▶ [TEXT SEGMENT]:
Despite having studied this, read about it, and spent a lot of time thinking about it, standing in the places where people had been tortured, shot, had killed themselves... it was pretty overwhelming. That was possibly the hardest thing for me, was the realisation that almost everywhere I stood, everywhere that I walked, someone had been killed.
We saw the torture cells, that was very full on; the replicas of the buildings where they had slept, where people had woken up almost every morning to find that the people who had gone to sleep next to them were now dead; and the courtyard where they were forced to stand to attention for at least an hour every morning and an hour every night... Without the people there, without photos or video or something to see what it was actually like, it just seemed so empty and silent.
The sleeping quarters were built to fit about 200 people, and even that would have been very squashed. At the height of the war, there were over 2000 people in one of the buildings, and over 1000 in every other one.

After this we walked around to the crematorium. Although they claim that the gas chambers here were not actually used for mass murder (only for small groups at irregular intervals, like that makes it better??), they were gas chambers all the same. Disguised as showers, and the gas taking up to 15 minutes to kill everyone in the room. Why choose a method that took so long? Especially if they were only using it for small groups of people. I think that was one of the things that really made me wonder, especially after seeing the torture rooms. Why torture these people? I always thought that this kind of treatment was reserved for people who have something or some knowledge that you want. But these people didn't know anything that the guards wanted to get out of them, and they didn't have anything. At all.
So why torture them? I understand that war, to an extent, means killing people. I don't understand killing in this degree, and I really don't understand why they felt the need to torture them.
The ovens were also a very overwhelming thing to see. Once they couldn't keep up with the death toll by burying the victims, they built a big crematorium with several ovens to cremate the remains.

(Stored data entries)
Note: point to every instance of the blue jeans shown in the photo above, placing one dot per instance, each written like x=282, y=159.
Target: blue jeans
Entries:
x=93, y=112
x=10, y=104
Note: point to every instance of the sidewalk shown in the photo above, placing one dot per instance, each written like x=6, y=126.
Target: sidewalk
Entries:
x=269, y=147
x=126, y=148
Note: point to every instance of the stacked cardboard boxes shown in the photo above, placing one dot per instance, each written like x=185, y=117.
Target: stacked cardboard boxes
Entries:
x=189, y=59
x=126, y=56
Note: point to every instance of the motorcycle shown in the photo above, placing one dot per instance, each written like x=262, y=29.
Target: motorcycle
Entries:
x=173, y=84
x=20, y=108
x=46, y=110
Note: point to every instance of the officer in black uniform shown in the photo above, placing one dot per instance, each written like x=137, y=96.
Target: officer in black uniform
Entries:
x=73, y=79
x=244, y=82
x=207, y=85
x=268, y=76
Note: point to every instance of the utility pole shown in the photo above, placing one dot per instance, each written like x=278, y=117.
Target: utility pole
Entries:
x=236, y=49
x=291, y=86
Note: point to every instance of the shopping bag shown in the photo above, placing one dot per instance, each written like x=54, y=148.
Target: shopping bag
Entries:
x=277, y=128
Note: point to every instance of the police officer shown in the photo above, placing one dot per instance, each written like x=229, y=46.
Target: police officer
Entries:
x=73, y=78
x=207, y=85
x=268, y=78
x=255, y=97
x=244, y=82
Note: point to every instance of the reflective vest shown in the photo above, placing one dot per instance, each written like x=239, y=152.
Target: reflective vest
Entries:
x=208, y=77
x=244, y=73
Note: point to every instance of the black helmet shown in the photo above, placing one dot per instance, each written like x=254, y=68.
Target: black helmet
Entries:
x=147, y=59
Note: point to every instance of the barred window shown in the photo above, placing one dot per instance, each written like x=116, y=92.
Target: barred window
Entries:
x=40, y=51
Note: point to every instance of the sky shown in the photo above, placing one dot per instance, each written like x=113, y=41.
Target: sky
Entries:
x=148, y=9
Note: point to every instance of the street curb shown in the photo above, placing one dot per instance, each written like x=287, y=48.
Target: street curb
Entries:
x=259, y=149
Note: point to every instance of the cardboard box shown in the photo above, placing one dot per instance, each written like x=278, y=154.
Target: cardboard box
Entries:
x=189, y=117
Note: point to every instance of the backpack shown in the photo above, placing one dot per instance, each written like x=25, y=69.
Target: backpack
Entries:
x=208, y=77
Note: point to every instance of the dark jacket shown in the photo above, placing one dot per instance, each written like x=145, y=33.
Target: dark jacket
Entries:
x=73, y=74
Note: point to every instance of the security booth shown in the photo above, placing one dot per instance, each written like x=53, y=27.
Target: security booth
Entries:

▶ [EXERCISE 1]: Retype the part of the passage about the camp visit that opens with the words containing "The ovens were" and closes with "cremate the remains.".
▶ [EXERCISE 2]: Decide whether each statement agrees with the passage about the camp visit, answering yes or no and quoting the deciding words: (a) The sleeping quarters were built to fit about 200 people. (b) The gas in the chambers took up to 30 minutes to kill everyone in the room. (c) Prisoners had to stand to attention in the courtyard only in the mornings.
This listing was drawn from a separate source.

▶ [ANSWER SECTION 1]:
The ovens were also a very overwhelming thing to see. Once they couldn't keep up with the death toll by burying the victims, they built a big crematorium with several ovens to cremate the remains.

▶ [ANSWER SECTION 2]:
(a) Yes: "The sleeping quarters were built to fit about 200 people"
(b) No: "the gas taking up to 15 minutes to kill everyone in the room"
(c) No: "for at least an hour every morning and an hour every night"